▶ [WORK TO BE COMPLETED]: Pick up the essay on adopting teenagers from foster care after its final sentence and carry it forward.

Love is not enough, but it does not fail
Dr. Kimberly Offutt, Executive Branch Director, Bethany Christian Services of Georgia
Loss hurts. Unexpected loss cuts deep. Maybe I should have retired my idealistic “Super Mom” cape before we adopted, because my vision of a “happily ever after” adoption needed a major adjustment.
As workers for the state foster care system, my husband and I had seen too many older children enter this revolving-door system and hopelessly linger for years. Families simply were not knocking doors down to adopting a teen with a trauma history. Never ones to back away from a challenge, we decided to open our home to waiting teens.
Expectant love
The process for foster care adoption was straightforward yet time consuming. We finished the references, clearance checks, fingerprints, home visits, and training. We completed interviews filled with hundreds of questions regarding our parenting style, disciplinary technique, status of our marriage, childhood experiences, household routines, support network, and more.
We thought we were ready.
- “Children from hard places have a lot of trauma and loss to work through. Give them time to do that.” Check
- “Don’t expect your adoptive son or daughter to call you Mom and Dad. They already have a family that they lost when they gained you—don’t forget that.” Check
- “They will rebel. They will push you away. They will try to reject you before you can reject them.” Check
- “Love is not enough. The children won’t believe you love them. Their parents loved them and may have hurt them. Now they are living apart. Who are you to tell them you love them?”
Whoa. Wait a minute … love is not enough? I had to wrestle with this one. This statement conflicts with the very fiber of my being. It goes against everything the Bible says about love:
Love is patient, love is kind. It does not envy, it does not boast, it is not proud. It does not dishonor others, it is not self-seeking, it is not easily angered, it keeps no record of wrongs. Love does not delight in evil but rejoices with the truth. It always protects, always trusts, always hopes, always perseveres. Love never fails (1 Corinthians 13:4–8).
I love my children, those I carried in my heart and those I carried in my womb. Four of my children have two sets of parents and four sets of grandparents, but they are still my children. I poured my everything into my kids; I had to, I was in a race against time.
Fierce love
When you adopt a teenager, there’s a clock ticking in the back of your mind, reminding you that you are running out of time.

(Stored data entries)
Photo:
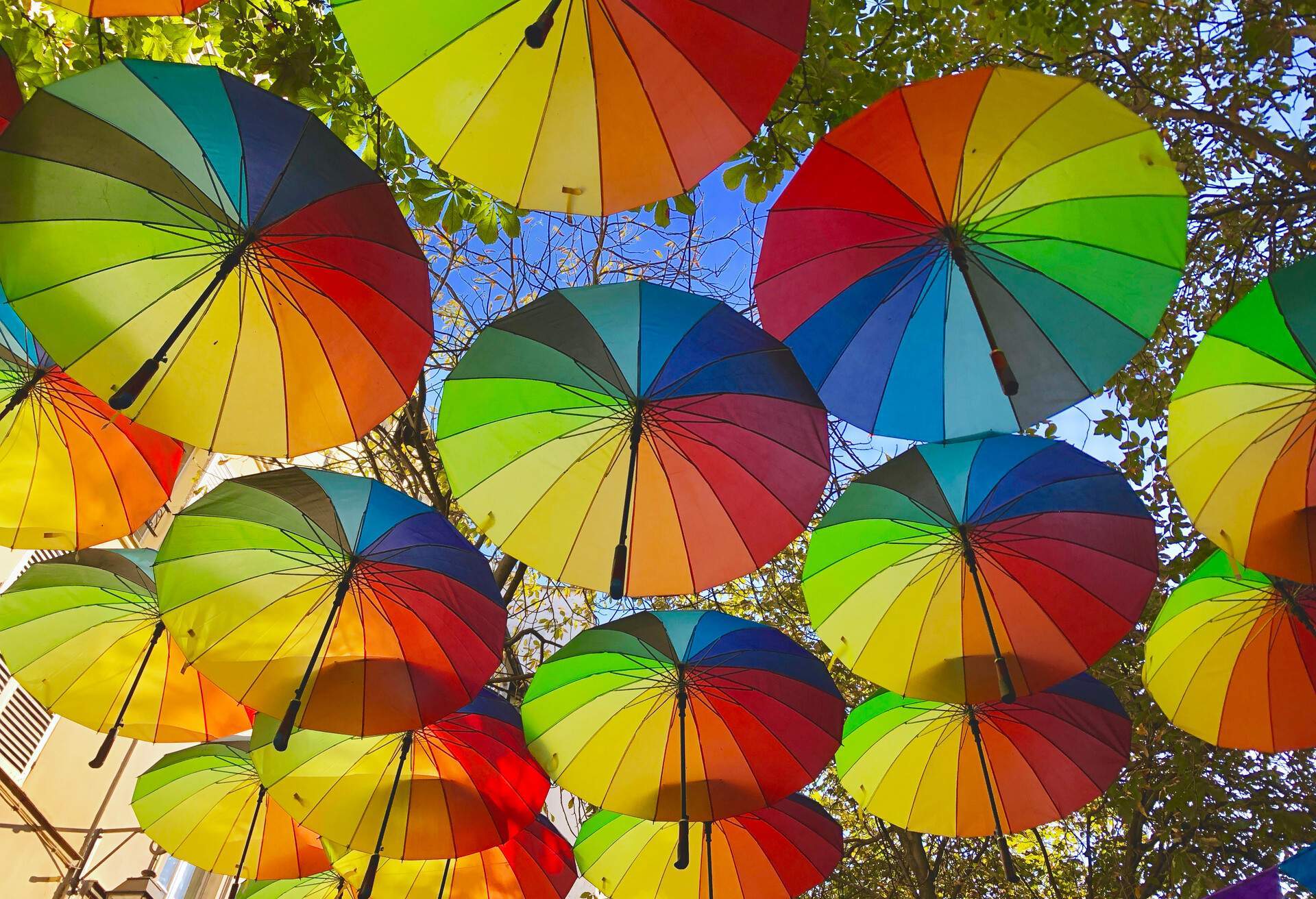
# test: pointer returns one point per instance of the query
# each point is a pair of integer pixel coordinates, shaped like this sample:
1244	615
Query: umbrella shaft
123	710
141	670
683	826
443	883
1004	374
256	816
957	253
227	266
290	716
619	558
708	854
1007	686
367	883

▶ [OUTPUT OF THE EXERCISE]:
- “You only have so much time left to impart into them.” Tick, tock.
- “You only have a few years left before they launch into adulthood. Make sure they are ready.” Tick, tock.
- “You didn’t have the privilege of parenting them in their formative years; in so many ways, what you are doing now is redirecting some of their harmful learned behaviors, thought patterns, and beliefs.” Tick, tock.
Unfortunately, while you are racing against time—fighting to ensure that your kids have the best education, opportunities, and family experiences you can offer—your child’s clock may be ticking too. And that could include counting down the time until they are free and in control of their own lives.
They have spent years in foster care where workers, judges, and lawyers made all the decisions about their lives. But wait, you say. As teens, they had to consent to adoption in our family, right? They chose us.
But did they really? Is it possible that our families were a way out of a broken, dysfunctional, and unpredictable system? No matter how much we try to separate ourselves and forget they were a part of that broken system, we will always represent the very system that separated their family of origin in the first place. This is a truth our love alone cannot change.
We expected our kids, as teens, to push us away; but did we did expect them, as young adults, to completely cut us out of their lives? No. The experience made me feel like a total failure as a parent. This was not how it was supposed to be.
But if we put our hurt feelings aside and look through their eyes for a moment, can we understand? Yes.
Resilient love
This is not the journey of every parent, but it can happen. It’s possible that our kids—whether born to us or adopted by us—will grow into adulthood and choose to step away from our families for a while. It hurts, but we can’t take it personally. A wise worker once said, “It’s not about you.” It’s not a result of something you did nor is it something you can prevent. This is their journey, and all we can do is be there for them, even through rocky teen and adult years.
I have hope that it will not always be this way. I’ve spoken with several adoptive families who’ve experienced the loss and rejection of an adoptive adult son or daughter. Their resolve about their current situation has one common thread that encourages me: the resilience of love.
“She knows I love her. No matter what, she will always have a family.” Connie W.
“It’s hard not knowing where he is and how he’s doing. But God knows; He loved him first.” Jean G.
“I keep wondering if I was too strict or overbearing. I only wanted to protect her from being hurt more. I hope she knows how much I love her.” Jenny L.
“He’s my son. Of course, I’m going to be right here waiting on him to come back home.” Jessie K.
Love always protects. Love always trusts. Love always hopes. Love always perseveres. Love never fails.